Data to use:
----
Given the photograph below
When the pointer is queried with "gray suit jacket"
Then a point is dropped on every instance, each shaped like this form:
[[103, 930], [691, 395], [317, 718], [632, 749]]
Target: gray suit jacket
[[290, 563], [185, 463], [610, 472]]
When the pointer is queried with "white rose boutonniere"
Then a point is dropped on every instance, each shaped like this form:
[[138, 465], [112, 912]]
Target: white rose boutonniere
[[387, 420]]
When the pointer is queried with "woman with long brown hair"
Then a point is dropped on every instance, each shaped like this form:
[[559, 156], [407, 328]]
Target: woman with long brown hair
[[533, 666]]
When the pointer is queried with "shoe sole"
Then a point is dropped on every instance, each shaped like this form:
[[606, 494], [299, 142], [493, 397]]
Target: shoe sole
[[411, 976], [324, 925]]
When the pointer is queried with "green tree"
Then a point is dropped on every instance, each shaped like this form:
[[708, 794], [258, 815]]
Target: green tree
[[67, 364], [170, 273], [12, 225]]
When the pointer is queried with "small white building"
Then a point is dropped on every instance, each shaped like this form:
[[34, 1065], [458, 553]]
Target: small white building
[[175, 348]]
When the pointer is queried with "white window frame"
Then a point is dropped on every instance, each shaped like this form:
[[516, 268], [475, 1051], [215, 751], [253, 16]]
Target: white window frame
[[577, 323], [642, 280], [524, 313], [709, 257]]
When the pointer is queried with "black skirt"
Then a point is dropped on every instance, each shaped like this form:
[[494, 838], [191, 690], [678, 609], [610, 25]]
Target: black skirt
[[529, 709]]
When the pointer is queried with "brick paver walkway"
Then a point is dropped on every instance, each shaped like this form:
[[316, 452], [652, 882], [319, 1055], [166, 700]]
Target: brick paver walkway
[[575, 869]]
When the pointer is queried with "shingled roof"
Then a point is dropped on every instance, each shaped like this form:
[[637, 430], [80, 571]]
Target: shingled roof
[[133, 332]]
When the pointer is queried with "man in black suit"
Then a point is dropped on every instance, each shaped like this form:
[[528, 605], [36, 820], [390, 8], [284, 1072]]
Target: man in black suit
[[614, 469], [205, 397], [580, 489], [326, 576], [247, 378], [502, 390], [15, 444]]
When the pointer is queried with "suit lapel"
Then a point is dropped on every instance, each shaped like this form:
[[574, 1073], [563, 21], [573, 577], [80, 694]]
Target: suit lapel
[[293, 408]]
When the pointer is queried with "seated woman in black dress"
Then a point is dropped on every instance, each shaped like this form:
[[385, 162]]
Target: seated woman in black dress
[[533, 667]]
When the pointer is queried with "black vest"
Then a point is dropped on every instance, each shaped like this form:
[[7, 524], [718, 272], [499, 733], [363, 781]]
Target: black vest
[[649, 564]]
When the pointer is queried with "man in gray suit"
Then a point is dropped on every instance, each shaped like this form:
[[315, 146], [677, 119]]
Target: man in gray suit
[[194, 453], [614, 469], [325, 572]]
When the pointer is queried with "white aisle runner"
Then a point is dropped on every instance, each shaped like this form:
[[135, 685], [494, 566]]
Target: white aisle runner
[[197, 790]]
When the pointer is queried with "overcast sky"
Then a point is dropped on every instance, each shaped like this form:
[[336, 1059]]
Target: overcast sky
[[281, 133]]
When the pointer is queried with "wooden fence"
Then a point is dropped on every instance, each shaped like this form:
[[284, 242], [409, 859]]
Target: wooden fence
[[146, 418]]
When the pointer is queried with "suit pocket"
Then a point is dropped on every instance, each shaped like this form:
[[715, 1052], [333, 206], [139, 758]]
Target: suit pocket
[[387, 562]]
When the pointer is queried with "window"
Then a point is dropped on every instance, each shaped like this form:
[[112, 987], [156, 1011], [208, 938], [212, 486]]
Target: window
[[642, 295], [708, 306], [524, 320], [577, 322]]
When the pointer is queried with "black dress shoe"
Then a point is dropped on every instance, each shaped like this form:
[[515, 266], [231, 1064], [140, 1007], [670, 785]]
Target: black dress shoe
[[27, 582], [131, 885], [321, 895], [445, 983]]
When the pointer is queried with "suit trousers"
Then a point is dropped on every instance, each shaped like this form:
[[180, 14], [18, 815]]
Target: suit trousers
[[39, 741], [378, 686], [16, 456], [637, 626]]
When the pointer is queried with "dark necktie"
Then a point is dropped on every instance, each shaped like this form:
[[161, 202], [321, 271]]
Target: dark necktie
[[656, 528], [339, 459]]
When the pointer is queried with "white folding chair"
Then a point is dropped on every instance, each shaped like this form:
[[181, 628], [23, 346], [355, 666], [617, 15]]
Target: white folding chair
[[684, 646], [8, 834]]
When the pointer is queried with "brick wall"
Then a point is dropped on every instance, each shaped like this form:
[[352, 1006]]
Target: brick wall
----
Problem statement: Please repeat all of the items above word for word, with every line unchanged.

Exercise answer:
Given the photograph below
When the pointer is queried with "gray suit jacket"
Then a point is dropped on every instance, each shaped like this form:
[[103, 930], [691, 395], [317, 718], [632, 749]]
Target: gray suit jacket
[[290, 563], [185, 463], [610, 472]]
When the pointer is queried with "white rose boutonniere"
Then a point is dropped on every instance, each shaped like this form:
[[138, 465], [112, 912]]
Target: white rose boutonniere
[[387, 420]]
When the pointer is queried with "woman with long brown hair"
Then a point is dropped on every instance, each shaped like this form:
[[559, 156], [407, 328]]
Target: woman with long brown hair
[[533, 666]]
When the pointer is queried with "shoe sole"
Then a point is dropped on every instance, each shaped like this form:
[[606, 494], [299, 142], [493, 397]]
Target: shoe sole
[[411, 976], [324, 925]]
When the pointer is queried with "green tree"
Then a point is dropped on every instance, each shaped like this form:
[[708, 794], [258, 815]]
Target: green tree
[[67, 364], [170, 273], [12, 225]]
When the pointer is queried with "small white building"
Then a point is dropped on every instance, each shaped like this form:
[[34, 1065], [458, 553]]
Target: small white building
[[175, 348]]
When the pointer is queried with "white window frame"
Then a point is dropped on every instance, each shaped like this form:
[[516, 268], [475, 1051], [215, 751], [253, 16]]
Target: white window frame
[[577, 323], [642, 280], [524, 313], [709, 257]]
When the pointer is queried with "black skirt"
Then a point is dropped on every instance, each shaped like this form:
[[494, 838], [191, 690], [678, 609], [610, 25]]
Target: black skirt
[[529, 709]]
When the pointer is queried with "brick paver walkway"
Then a point is dropped on every instance, each shaped like this form:
[[316, 452], [652, 882], [319, 1055], [166, 700]]
Target: brick paver walkway
[[575, 869]]
When the pointer is queried with "shingled roof"
Then a point is dropped on every instance, each shaped like this form:
[[637, 430], [80, 571]]
Target: shingled roof
[[133, 332]]
When the pointer is queried with "man in black suit"
Then a point is dropped on every instance, each shaped like this form:
[[528, 605], [36, 820], [390, 8], [284, 1072]]
Target: man in black suit
[[614, 469], [205, 397], [580, 489], [326, 576], [247, 378], [502, 390], [15, 444]]
When the pointer is queried with "suit lapel"
Then a point is dropped on every instance, each shaped like this form:
[[574, 1073], [563, 21], [573, 577], [80, 694]]
Target: suit lapel
[[293, 408]]
When the pointer is queried with "seated woman in black dress"
Then a point is dropped on every instance, each shaped like this form:
[[385, 162]]
Target: seated woman in black dress
[[533, 667]]
When the pointer is queried with "black vest"
Then a point is dropped on every instance, each shaped like this form:
[[7, 524], [718, 272], [499, 733], [363, 781]]
Target: black vest
[[649, 564]]
When the pointer is queried with "man in gray suit"
Then a point is dropped on every instance, each shaped like this form:
[[315, 146], [677, 119]]
Target: man in gray suit
[[194, 453], [614, 469], [325, 572]]
When the pointer is queried with "white aisle runner"
Then a point is dropped on every instance, each shaped like this form:
[[135, 685], [494, 566]]
Target: white aisle runner
[[197, 790]]
When the pointer is queried with "overcast sky"
Then a point is dropped on every instance, each shaped like this form:
[[336, 1059]]
Target: overcast sky
[[281, 133]]
When the pointer is queried with "wooden fence"
Then a point is dropped on every instance, each shaped like this form:
[[284, 242], [409, 859]]
Target: wooden fence
[[146, 418]]
When the pointer is queried with "suit pocket"
Then a point is dropped on every instance, each shaped like this form:
[[715, 1052], [333, 206], [139, 758]]
Target: suit pocket
[[387, 562]]
When the pointer is queried with "window"
Then a point is dropped on every instance, each shaped like this form:
[[112, 987], [156, 1011], [208, 938], [212, 486]]
Target: window
[[642, 295], [708, 306], [524, 320], [577, 322]]
When the pointer is queried with "black dress shoe"
Then a point is dropped on every instance, each shaped like this form:
[[515, 266], [231, 1064], [140, 1007], [670, 785]]
Target: black dress shoe
[[27, 582], [131, 885], [321, 895], [445, 983]]
When the pointer is queried with "suit trousers"
Then a point is dropped on every instance, each shaped like this form:
[[180, 14], [18, 815]]
Target: suit trousers
[[39, 741], [378, 686], [16, 456], [637, 626]]
When the pointer is queried with "dark necktie"
Then a point is dropped on every instance, each shaped like this form:
[[161, 202], [321, 271]]
Target: dark necktie
[[656, 528], [339, 459]]
When the pointer is queried with "white folding chair"
Then a point is dropped on every instance, each shaped like this form:
[[181, 628], [23, 346], [355, 666], [617, 15]]
Target: white folding chair
[[684, 646], [8, 834]]
When the pointer is queried with "brick wall"
Then a point is dropped on every instance, each shaped like this form:
[[352, 1006]]
Target: brick wall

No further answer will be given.